> PROBLEM STATEMENT: All the data that follows should be repeated exactly, without a single picture.

(Natural-language object grounding data)
***

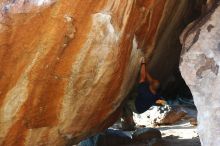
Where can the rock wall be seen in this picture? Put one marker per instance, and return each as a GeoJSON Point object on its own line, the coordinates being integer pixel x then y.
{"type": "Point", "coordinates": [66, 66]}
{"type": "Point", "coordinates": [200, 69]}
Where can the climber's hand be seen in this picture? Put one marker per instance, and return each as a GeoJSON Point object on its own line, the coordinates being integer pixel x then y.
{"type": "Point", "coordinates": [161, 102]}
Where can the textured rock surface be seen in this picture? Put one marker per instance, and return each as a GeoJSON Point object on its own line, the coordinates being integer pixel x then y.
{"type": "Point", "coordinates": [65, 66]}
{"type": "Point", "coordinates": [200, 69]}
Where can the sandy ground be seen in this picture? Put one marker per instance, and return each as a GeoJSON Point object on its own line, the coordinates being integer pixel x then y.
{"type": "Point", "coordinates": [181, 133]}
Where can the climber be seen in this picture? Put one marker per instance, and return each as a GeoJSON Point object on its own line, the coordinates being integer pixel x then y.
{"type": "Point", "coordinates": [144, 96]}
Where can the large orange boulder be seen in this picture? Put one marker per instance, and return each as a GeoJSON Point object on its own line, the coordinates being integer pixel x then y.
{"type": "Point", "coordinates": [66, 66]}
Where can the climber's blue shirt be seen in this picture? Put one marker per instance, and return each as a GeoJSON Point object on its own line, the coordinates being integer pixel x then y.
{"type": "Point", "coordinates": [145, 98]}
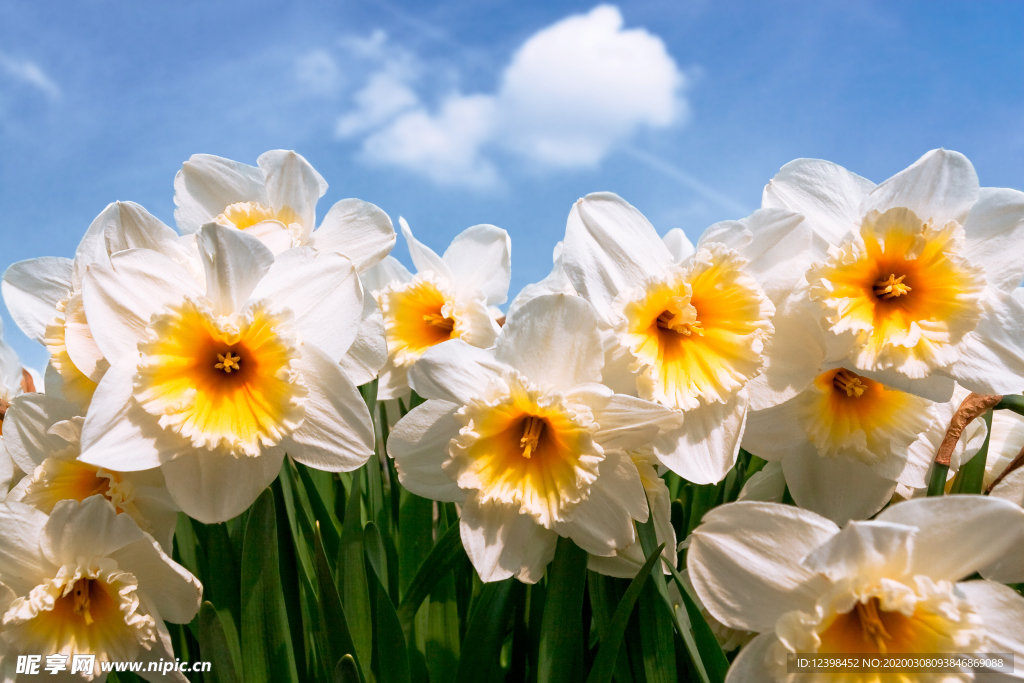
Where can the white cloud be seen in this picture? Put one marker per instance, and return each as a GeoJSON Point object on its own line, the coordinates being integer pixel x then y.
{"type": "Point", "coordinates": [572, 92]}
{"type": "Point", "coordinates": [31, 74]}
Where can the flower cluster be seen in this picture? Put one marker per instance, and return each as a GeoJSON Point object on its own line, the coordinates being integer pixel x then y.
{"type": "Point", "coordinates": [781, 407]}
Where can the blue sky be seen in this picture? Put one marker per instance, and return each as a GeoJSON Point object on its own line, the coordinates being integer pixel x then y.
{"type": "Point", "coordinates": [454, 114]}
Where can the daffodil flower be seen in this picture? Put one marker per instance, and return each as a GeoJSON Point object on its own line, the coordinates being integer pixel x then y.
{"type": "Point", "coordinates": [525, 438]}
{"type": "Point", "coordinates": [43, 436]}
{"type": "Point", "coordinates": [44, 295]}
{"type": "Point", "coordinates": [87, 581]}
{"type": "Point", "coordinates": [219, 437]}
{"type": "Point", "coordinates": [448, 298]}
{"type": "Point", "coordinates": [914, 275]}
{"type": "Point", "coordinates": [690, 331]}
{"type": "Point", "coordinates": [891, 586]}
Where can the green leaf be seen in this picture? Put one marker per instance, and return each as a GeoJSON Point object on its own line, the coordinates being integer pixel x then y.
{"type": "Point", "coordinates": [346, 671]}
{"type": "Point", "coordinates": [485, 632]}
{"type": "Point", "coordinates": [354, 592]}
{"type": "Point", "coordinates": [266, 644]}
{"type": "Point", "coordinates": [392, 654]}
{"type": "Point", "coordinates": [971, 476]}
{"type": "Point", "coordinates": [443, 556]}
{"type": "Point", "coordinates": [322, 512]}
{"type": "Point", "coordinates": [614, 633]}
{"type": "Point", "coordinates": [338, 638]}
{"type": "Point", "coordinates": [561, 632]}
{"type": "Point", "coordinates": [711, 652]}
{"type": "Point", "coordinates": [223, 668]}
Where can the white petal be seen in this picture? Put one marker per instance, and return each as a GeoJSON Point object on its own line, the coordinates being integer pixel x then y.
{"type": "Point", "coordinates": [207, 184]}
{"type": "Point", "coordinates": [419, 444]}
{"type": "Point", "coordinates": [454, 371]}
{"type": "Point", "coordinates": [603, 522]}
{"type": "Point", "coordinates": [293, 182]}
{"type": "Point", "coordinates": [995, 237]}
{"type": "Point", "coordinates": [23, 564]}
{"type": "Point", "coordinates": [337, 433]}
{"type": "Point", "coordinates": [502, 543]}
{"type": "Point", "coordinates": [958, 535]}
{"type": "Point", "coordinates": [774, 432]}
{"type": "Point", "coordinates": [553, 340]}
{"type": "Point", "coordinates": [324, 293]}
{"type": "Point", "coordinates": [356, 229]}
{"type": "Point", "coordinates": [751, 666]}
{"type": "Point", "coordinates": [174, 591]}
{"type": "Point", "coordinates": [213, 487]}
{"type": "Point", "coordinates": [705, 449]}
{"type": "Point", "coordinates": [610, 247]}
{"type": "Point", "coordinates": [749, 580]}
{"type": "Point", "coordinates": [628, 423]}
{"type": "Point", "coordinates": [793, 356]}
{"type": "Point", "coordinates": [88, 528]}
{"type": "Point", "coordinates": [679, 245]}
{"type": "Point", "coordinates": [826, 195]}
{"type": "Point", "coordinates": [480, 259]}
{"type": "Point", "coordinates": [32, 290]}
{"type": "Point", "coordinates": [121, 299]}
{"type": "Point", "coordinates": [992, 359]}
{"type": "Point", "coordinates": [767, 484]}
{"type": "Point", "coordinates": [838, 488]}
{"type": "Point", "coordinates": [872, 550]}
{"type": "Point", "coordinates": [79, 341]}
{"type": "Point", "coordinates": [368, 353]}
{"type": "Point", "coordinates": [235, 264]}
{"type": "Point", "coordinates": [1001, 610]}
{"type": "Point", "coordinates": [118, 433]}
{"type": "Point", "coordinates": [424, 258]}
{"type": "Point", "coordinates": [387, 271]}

***

> RESULT BELOW:
Where can the rock wall be seen in this picture? Put one marker per instance, and return each as a GeoJSON Point object on its own line, the coordinates being integer pixel x then y.
{"type": "Point", "coordinates": [66, 66]}
{"type": "Point", "coordinates": [200, 69]}
Where can the climber's hand be seen in this picture? Put one marker per instance, and return each as a GeoJSON Point object on its own line, the coordinates being integer pixel x then y.
{"type": "Point", "coordinates": [161, 102]}
Where can the textured rock surface be seen in this picture? Put one marker per instance, and return each as a GeoJSON Point object on its own line, the coordinates being integer pixel x then y.
{"type": "Point", "coordinates": [65, 66]}
{"type": "Point", "coordinates": [200, 69]}
Where can the sandy ground be seen in this picture? Put one marker per instance, and return each as a GeoJSON Point object on its own line, the coordinates being integer pixel x then y.
{"type": "Point", "coordinates": [181, 133]}
Where can the climber be seen in this picture? Put one marker per instance, and return each as a GeoJSON Point object on its own line, the coordinates being integer pixel x then y.
{"type": "Point", "coordinates": [144, 96]}
Where can the large orange boulder be seen in this picture? Put one marker per instance, and return each as a GeoJSON Point object on its own line, the coordinates being integer pixel x then y.
{"type": "Point", "coordinates": [66, 66]}
Where can the climber's blue shirt be seen in this picture? Put one marker per instance, and return each as a GeoJSON Point object on its own line, the coordinates being integer pixel x then y.
{"type": "Point", "coordinates": [145, 98]}
Where can the white cloud be seen in this picture? Put one marker per instance, and return each as a GeoJSON Point object on its own line, the coordinates being integer pixel x then y.
{"type": "Point", "coordinates": [572, 92]}
{"type": "Point", "coordinates": [31, 74]}
Where can the flower cluster be seen in this picture? Put one marker per instance, and return each as a GeoJSON Point object on its own line, the coordinates being integer pixel x then y.
{"type": "Point", "coordinates": [781, 407]}
Where can the blue sky be seen in this picture? Put one marker per instance, and return each as a GeoJSON Point object on its own line, the coordinates being integer pixel x then y.
{"type": "Point", "coordinates": [454, 114]}
Where can the daffodil flower be seen in this picture? Put one marker per instance, and return each as a GeoJSON Point object on its own line, the coordinates being integer pixel x then y.
{"type": "Point", "coordinates": [525, 438]}
{"type": "Point", "coordinates": [43, 436]}
{"type": "Point", "coordinates": [44, 295]}
{"type": "Point", "coordinates": [87, 581]}
{"type": "Point", "coordinates": [219, 437]}
{"type": "Point", "coordinates": [448, 298]}
{"type": "Point", "coordinates": [914, 275]}
{"type": "Point", "coordinates": [690, 331]}
{"type": "Point", "coordinates": [891, 586]}
Where can the green leaf be seen in this picture? Put one marker per instance, and return each as a GeoJSON Point object on its own line, the coordinates being integer pixel x then y.
{"type": "Point", "coordinates": [346, 671]}
{"type": "Point", "coordinates": [485, 632]}
{"type": "Point", "coordinates": [354, 592]}
{"type": "Point", "coordinates": [266, 644]}
{"type": "Point", "coordinates": [392, 654]}
{"type": "Point", "coordinates": [971, 476]}
{"type": "Point", "coordinates": [443, 556]}
{"type": "Point", "coordinates": [322, 512]}
{"type": "Point", "coordinates": [614, 633]}
{"type": "Point", "coordinates": [338, 638]}
{"type": "Point", "coordinates": [561, 632]}
{"type": "Point", "coordinates": [711, 652]}
{"type": "Point", "coordinates": [223, 668]}
Where can the white petal be seen in this picture? Put one marker per instance, and return each as a GeoJSON Point object on its own line, the coordinates being integer pixel x then y.
{"type": "Point", "coordinates": [207, 184]}
{"type": "Point", "coordinates": [419, 444]}
{"type": "Point", "coordinates": [454, 371]}
{"type": "Point", "coordinates": [603, 522]}
{"type": "Point", "coordinates": [293, 182]}
{"type": "Point", "coordinates": [995, 237]}
{"type": "Point", "coordinates": [23, 564]}
{"type": "Point", "coordinates": [337, 433]}
{"type": "Point", "coordinates": [502, 543]}
{"type": "Point", "coordinates": [958, 535]}
{"type": "Point", "coordinates": [774, 432]}
{"type": "Point", "coordinates": [553, 340]}
{"type": "Point", "coordinates": [324, 293]}
{"type": "Point", "coordinates": [356, 229]}
{"type": "Point", "coordinates": [751, 666]}
{"type": "Point", "coordinates": [174, 591]}
{"type": "Point", "coordinates": [213, 487]}
{"type": "Point", "coordinates": [705, 449]}
{"type": "Point", "coordinates": [610, 247]}
{"type": "Point", "coordinates": [749, 580]}
{"type": "Point", "coordinates": [628, 423]}
{"type": "Point", "coordinates": [793, 356]}
{"type": "Point", "coordinates": [88, 528]}
{"type": "Point", "coordinates": [679, 245]}
{"type": "Point", "coordinates": [826, 195]}
{"type": "Point", "coordinates": [480, 259]}
{"type": "Point", "coordinates": [32, 290]}
{"type": "Point", "coordinates": [121, 299]}
{"type": "Point", "coordinates": [992, 359]}
{"type": "Point", "coordinates": [767, 484]}
{"type": "Point", "coordinates": [838, 488]}
{"type": "Point", "coordinates": [872, 550]}
{"type": "Point", "coordinates": [79, 341]}
{"type": "Point", "coordinates": [368, 353]}
{"type": "Point", "coordinates": [235, 264]}
{"type": "Point", "coordinates": [1001, 610]}
{"type": "Point", "coordinates": [118, 433]}
{"type": "Point", "coordinates": [424, 258]}
{"type": "Point", "coordinates": [387, 271]}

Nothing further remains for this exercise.